- **EXERCISE INSTRUCTIONS**:
Would you please copy every line from the records that contains the word "board"?
DATA FOR REVIEW START
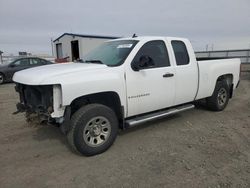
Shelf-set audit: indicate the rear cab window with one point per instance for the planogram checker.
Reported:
(180, 52)
(157, 51)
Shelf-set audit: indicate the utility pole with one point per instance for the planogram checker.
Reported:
(206, 47)
(52, 49)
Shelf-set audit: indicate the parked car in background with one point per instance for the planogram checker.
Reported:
(7, 70)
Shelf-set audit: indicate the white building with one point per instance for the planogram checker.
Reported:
(75, 46)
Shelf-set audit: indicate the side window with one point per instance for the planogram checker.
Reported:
(22, 62)
(156, 51)
(180, 52)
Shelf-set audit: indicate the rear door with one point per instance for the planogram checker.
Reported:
(153, 86)
(186, 71)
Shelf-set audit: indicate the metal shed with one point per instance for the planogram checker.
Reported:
(74, 46)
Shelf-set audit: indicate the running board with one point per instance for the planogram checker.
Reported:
(157, 115)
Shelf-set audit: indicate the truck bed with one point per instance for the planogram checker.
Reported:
(210, 71)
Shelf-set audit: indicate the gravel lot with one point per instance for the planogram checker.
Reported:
(197, 148)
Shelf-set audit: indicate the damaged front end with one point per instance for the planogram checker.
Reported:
(36, 102)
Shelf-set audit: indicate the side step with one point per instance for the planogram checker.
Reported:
(157, 115)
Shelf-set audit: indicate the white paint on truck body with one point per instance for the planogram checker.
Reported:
(139, 91)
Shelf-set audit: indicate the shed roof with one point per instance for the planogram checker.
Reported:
(86, 36)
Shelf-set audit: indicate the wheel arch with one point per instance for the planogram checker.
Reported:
(109, 98)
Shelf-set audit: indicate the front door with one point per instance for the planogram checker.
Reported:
(17, 65)
(153, 86)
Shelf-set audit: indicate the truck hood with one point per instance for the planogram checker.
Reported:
(45, 74)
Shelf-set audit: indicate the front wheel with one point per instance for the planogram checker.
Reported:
(94, 128)
(219, 100)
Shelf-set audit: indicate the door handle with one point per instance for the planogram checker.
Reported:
(168, 75)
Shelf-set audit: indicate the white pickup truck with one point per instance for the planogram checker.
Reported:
(123, 83)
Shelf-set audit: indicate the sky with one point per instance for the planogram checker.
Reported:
(29, 25)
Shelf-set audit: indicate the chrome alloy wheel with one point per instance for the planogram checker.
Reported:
(222, 96)
(97, 131)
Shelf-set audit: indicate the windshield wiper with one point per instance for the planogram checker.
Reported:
(94, 61)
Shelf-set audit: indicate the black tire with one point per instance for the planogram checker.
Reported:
(2, 78)
(219, 100)
(80, 124)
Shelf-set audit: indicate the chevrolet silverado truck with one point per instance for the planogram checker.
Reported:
(123, 83)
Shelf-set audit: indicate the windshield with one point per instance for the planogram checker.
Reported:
(111, 53)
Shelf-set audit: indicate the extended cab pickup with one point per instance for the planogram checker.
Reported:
(123, 83)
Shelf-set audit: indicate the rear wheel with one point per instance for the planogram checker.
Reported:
(219, 100)
(1, 78)
(93, 129)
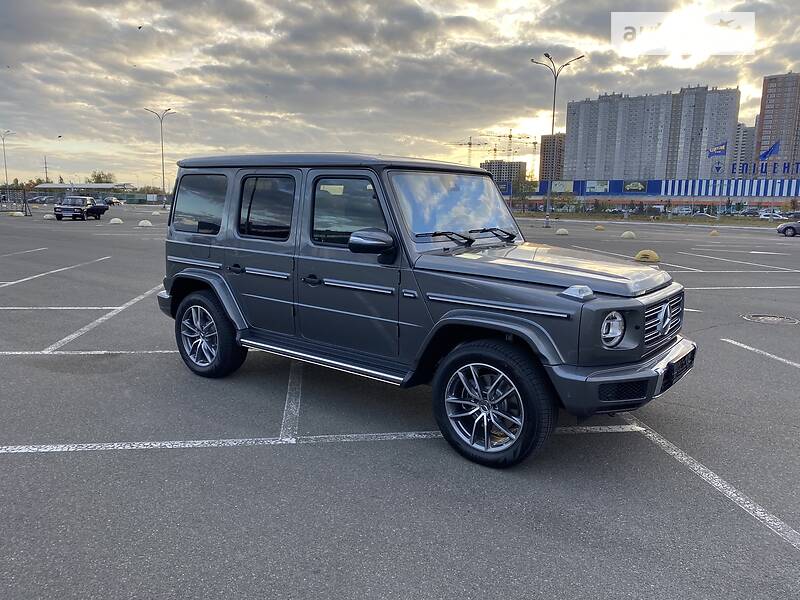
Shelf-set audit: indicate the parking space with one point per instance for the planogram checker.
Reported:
(126, 476)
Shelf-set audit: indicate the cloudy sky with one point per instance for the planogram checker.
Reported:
(401, 76)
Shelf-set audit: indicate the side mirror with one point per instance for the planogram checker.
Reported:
(371, 241)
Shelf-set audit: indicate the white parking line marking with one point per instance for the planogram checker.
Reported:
(746, 504)
(275, 441)
(24, 279)
(81, 352)
(741, 262)
(742, 251)
(22, 252)
(785, 361)
(291, 411)
(99, 321)
(631, 258)
(58, 307)
(749, 287)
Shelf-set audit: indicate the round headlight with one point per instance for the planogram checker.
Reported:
(613, 329)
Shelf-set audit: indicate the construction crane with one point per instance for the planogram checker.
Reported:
(469, 143)
(512, 140)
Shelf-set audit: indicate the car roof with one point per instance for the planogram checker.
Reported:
(323, 159)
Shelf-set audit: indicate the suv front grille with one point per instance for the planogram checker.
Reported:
(655, 335)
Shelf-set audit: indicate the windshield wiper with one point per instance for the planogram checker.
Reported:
(501, 233)
(456, 237)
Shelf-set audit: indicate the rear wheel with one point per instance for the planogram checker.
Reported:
(206, 337)
(493, 403)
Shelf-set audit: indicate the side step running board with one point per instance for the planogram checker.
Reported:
(325, 362)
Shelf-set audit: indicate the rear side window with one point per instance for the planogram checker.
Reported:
(266, 209)
(342, 206)
(199, 203)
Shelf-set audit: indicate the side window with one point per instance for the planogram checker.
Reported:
(266, 209)
(199, 203)
(342, 206)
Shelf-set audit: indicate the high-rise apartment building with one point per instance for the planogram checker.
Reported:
(652, 136)
(551, 157)
(778, 128)
(744, 148)
(505, 170)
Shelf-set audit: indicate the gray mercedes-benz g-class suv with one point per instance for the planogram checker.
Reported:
(412, 272)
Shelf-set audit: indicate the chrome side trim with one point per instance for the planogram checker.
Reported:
(194, 262)
(495, 305)
(325, 362)
(361, 287)
(265, 273)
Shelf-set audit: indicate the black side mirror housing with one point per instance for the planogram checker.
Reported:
(372, 241)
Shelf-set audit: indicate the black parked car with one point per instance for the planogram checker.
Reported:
(412, 272)
(79, 207)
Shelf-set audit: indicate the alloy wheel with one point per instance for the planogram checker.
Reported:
(199, 335)
(484, 407)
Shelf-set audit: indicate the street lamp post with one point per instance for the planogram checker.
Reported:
(556, 71)
(160, 116)
(3, 135)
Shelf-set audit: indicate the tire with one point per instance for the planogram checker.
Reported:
(529, 398)
(227, 357)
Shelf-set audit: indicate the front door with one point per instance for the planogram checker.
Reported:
(259, 264)
(345, 299)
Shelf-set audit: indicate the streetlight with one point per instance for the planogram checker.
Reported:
(160, 116)
(556, 71)
(3, 135)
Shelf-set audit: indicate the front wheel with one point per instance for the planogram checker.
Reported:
(206, 337)
(493, 403)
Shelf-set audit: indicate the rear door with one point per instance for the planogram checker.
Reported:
(260, 249)
(346, 300)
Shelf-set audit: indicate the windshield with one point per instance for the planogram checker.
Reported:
(450, 202)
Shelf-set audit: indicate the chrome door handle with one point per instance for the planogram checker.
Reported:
(311, 280)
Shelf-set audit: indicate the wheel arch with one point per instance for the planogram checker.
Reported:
(456, 329)
(192, 280)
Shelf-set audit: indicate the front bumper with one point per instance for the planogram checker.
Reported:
(585, 391)
(165, 302)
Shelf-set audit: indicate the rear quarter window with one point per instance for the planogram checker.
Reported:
(199, 204)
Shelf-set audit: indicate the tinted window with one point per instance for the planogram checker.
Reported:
(199, 203)
(267, 207)
(342, 206)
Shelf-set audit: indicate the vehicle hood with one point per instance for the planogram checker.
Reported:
(548, 265)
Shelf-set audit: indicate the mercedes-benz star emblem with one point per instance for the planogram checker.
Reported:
(664, 320)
DATA FOR REVIEW END
- **EXPECTED OUTPUT**:
Shelf-set audit: indicate the running board with one point per instance for the planogram checker.
Shelf-set audit: indicate the side step running board with one point per instance for the planogram checker.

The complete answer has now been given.